▶ _Lesetext_:
◇ ◇ ◇ ◇

Evangelikales kommt gut an

„Der Schlunz und der geheimnisvolle Schatten“ ist der dritte Band einer 7-teiligen Kinderroman-Reihe von Harry Voß, die ziemlich erfolgreich ist.  Der 2008 zum ersten Mal erschienene dritte Band ist bereits in der 8. Auflage. Im Wikipedia-Artikel zur Buchreihe heißt es, von der Reihe seien bereits über eine halbe Millionen Bücher verkauft worden. Sogar verfilmt wurde sie schon.

Hauptfigur des Buches (und der ganzen Reihe) ist der Schlunz, ein Junge, der ohne Gedächtnis gefunden wurde und nun als Pflegekind bei einer Familie lebt, die in der Geschichte als christlich vorgestellt wird. Eine weitere Einordnung findet nicht statt. Es bleibt den Kinder überlassen, ob sie wissen oder rausfinden, dass hier eine Familie mit evangelikalem Glaubensverständnis beschrieben wird.

◇ ◇ ◇ ◇

▶ _Datensätze_:
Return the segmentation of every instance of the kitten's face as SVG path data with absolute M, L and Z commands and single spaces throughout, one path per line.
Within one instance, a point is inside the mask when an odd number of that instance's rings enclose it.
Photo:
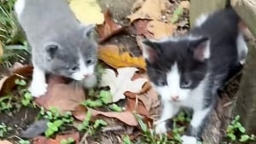
M 143 56 L 149 78 L 165 101 L 182 101 L 204 78 L 209 40 L 145 41 Z
M 88 33 L 81 35 L 82 32 L 71 34 L 69 42 L 67 42 L 68 38 L 62 38 L 63 41 L 58 39 L 56 43 L 47 43 L 45 48 L 51 72 L 75 80 L 82 80 L 94 73 L 97 44 Z

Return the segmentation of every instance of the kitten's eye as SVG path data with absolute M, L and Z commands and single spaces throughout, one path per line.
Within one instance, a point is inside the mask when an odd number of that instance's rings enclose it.
M 70 70 L 74 72 L 74 71 L 78 71 L 79 69 L 79 67 L 78 66 L 73 66 L 72 67 L 70 67 Z
M 192 84 L 191 79 L 186 79 L 182 82 L 181 88 L 188 89 L 190 88 L 191 84 Z
M 87 65 L 90 65 L 90 64 L 91 64 L 91 63 L 92 63 L 92 60 L 86 60 L 86 64 L 87 64 Z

◇ ◇ ◇ ◇

▶ _Aufgaben zur Übung_:
A: In welcher Auflage liegt der dritte Band laut dem Lesetext über die Schlunz-Reihe bereits vor?
B: Setzen Sie den Lesetext über die Schlunz-Reihe nach seinem letzten Satz fort.

▶ _Antworten_:
A: In der 8. Auflage.

B:
Im Band „Der Schlunz und der geheimnisvolle Schatten“ sorgt ein thrillerartiger Handlungsstrang für Spannung, denn das Leben des Schlunz wird immer wieder von Unbekannten bedroht. Das Thema Evolution ist nicht Teil dieses Hauptstrangs der Erzählung, sondern wird in den „Pausen“ behandelt, in denen die Protagonisten essen, spielen und sich unterhalten, aber eben auch beten, über Moral diskutieren und Glaubensvorstellungen erörtern.

Bibeltreue Wissenschaftsablehnung

Der Schlunz stolpert dabei selbstbewusst fragend in Themen hinein und die Christen der Geschichte, etwa sein Pflegevater oder der Betreuer der christlichen Kindergruppe, erklären ihm die evangelikale Sicht der Dinge. Und aus der heraus ist die Sache ganz klar: Gott hat die Welt erschaffen und zwar genau so wie es in der Bibel steht. Und wenn die Wissenschaft zu einem anderen Schluss kommt, dann irrt sie eben.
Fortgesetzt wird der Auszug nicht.